»»
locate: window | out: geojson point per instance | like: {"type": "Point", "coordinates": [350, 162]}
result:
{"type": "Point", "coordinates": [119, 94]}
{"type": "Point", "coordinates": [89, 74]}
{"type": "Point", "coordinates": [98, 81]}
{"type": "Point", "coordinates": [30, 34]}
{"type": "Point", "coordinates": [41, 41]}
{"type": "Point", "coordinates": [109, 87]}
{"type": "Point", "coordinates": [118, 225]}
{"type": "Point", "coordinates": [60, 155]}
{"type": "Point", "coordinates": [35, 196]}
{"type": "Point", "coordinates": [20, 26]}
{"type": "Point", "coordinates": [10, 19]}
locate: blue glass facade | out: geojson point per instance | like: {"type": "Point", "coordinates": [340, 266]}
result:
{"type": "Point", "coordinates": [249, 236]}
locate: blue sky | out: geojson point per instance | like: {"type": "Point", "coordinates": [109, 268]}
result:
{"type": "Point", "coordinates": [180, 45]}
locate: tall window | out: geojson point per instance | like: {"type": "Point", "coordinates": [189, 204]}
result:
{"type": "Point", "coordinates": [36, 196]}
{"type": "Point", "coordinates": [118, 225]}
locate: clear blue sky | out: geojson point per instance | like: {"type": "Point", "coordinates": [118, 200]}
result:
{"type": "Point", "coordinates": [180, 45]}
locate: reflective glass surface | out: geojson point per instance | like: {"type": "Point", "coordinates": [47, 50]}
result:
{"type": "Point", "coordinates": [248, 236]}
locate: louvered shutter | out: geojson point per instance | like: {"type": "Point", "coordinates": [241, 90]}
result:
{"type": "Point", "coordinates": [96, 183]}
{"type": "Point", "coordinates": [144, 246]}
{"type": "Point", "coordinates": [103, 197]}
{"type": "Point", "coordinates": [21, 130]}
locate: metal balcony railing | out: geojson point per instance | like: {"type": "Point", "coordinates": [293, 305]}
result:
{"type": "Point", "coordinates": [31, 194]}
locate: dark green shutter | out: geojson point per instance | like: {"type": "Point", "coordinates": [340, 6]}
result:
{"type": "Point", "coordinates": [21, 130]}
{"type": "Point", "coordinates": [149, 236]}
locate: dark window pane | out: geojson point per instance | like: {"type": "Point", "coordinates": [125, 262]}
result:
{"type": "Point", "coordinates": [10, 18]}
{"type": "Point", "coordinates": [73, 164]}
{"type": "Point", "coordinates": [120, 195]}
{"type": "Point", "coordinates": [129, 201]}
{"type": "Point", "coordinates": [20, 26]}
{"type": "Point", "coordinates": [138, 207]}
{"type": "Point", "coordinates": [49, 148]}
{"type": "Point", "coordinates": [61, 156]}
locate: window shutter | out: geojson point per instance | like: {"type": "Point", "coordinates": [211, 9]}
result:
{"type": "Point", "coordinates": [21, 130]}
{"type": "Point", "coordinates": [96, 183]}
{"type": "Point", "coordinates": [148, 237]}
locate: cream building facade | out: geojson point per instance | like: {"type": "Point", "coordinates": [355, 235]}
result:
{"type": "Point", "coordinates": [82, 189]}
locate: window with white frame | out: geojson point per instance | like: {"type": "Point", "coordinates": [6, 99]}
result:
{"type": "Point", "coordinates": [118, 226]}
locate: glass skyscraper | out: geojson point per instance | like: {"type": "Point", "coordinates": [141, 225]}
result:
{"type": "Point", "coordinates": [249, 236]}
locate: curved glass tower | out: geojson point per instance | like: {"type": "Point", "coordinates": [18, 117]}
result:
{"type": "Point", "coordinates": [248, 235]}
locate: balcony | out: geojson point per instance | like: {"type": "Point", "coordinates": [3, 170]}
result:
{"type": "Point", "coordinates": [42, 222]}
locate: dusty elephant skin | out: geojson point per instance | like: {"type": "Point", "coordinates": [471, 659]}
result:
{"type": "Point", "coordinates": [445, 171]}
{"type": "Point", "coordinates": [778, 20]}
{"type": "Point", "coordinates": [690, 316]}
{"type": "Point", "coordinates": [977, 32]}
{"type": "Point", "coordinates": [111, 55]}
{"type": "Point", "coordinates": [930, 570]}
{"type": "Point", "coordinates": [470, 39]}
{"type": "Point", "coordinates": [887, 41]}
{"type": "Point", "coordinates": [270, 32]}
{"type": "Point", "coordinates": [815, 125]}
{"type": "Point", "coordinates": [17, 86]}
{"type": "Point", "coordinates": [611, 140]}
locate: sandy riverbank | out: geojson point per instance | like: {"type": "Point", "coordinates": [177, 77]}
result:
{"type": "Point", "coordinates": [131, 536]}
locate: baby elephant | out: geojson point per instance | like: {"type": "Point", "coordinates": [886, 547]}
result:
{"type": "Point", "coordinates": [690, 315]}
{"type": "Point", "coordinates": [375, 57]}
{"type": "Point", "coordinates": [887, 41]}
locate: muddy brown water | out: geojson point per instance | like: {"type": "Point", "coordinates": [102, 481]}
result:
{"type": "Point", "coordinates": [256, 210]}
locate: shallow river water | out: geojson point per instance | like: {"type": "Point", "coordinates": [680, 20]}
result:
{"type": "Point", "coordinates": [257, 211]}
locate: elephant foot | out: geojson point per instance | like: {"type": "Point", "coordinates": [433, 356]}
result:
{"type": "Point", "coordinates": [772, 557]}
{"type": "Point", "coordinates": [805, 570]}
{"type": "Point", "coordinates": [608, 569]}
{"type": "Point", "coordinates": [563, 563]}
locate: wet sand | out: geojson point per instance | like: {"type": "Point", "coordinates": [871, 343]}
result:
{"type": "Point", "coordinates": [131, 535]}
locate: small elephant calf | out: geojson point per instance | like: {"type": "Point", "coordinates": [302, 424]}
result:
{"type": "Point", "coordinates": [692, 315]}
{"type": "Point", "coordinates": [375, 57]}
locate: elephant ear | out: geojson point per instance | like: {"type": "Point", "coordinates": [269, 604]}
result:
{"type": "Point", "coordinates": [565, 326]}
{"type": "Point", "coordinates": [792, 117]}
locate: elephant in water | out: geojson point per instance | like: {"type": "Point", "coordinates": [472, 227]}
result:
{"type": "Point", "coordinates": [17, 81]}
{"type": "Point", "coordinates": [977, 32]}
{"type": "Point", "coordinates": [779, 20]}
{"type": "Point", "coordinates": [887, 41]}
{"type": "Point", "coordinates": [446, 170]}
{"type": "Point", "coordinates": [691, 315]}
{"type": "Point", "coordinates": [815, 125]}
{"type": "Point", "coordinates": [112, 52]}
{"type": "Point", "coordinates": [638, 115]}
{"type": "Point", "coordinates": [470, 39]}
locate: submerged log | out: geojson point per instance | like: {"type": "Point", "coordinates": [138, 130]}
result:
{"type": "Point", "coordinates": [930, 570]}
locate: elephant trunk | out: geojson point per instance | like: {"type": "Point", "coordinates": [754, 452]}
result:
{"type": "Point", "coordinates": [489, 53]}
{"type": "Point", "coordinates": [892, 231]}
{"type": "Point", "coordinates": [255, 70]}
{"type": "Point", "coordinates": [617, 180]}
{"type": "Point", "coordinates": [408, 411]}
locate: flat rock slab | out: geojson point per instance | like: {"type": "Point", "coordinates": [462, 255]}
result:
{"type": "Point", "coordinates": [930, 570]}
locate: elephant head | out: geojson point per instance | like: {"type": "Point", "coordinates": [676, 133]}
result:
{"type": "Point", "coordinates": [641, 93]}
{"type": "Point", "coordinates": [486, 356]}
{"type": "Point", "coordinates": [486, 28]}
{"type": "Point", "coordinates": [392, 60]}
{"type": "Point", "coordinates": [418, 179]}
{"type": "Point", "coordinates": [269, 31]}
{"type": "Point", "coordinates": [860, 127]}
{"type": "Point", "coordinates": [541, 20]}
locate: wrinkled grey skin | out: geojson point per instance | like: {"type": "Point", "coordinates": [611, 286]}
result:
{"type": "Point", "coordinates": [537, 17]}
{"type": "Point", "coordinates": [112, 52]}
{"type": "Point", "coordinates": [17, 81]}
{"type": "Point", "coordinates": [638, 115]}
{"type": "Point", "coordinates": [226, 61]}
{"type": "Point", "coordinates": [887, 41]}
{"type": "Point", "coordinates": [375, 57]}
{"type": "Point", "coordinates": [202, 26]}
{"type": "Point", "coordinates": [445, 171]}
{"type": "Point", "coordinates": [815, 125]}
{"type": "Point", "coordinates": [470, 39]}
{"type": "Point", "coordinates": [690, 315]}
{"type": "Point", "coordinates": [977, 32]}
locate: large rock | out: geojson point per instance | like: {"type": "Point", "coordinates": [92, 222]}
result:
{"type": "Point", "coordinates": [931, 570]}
««
Begin with the line that contains "locate: flat rock" and print each line exactly until the data ends, including the last line.

locate: flat rock slab | out: geojson point per instance | like: {"type": "Point", "coordinates": [462, 255]}
result:
{"type": "Point", "coordinates": [930, 570]}
locate: elephant head | out: geojson point per instance | like: {"type": "Point", "coordinates": [676, 133]}
result:
{"type": "Point", "coordinates": [641, 93]}
{"type": "Point", "coordinates": [486, 356]}
{"type": "Point", "coordinates": [486, 28]}
{"type": "Point", "coordinates": [392, 60]}
{"type": "Point", "coordinates": [418, 179]}
{"type": "Point", "coordinates": [269, 31]}
{"type": "Point", "coordinates": [860, 127]}
{"type": "Point", "coordinates": [541, 20]}
locate: wrinkled grey skin | out: geojson point per instance | like: {"type": "Point", "coordinates": [611, 286]}
result:
{"type": "Point", "coordinates": [537, 17]}
{"type": "Point", "coordinates": [112, 52]}
{"type": "Point", "coordinates": [17, 81]}
{"type": "Point", "coordinates": [638, 115]}
{"type": "Point", "coordinates": [226, 61]}
{"type": "Point", "coordinates": [887, 41]}
{"type": "Point", "coordinates": [375, 57]}
{"type": "Point", "coordinates": [202, 26]}
{"type": "Point", "coordinates": [445, 171]}
{"type": "Point", "coordinates": [815, 125]}
{"type": "Point", "coordinates": [470, 39]}
{"type": "Point", "coordinates": [690, 315]}
{"type": "Point", "coordinates": [977, 32]}
locate: large rock | out: geojson point per instance | like: {"type": "Point", "coordinates": [92, 222]}
result:
{"type": "Point", "coordinates": [931, 570]}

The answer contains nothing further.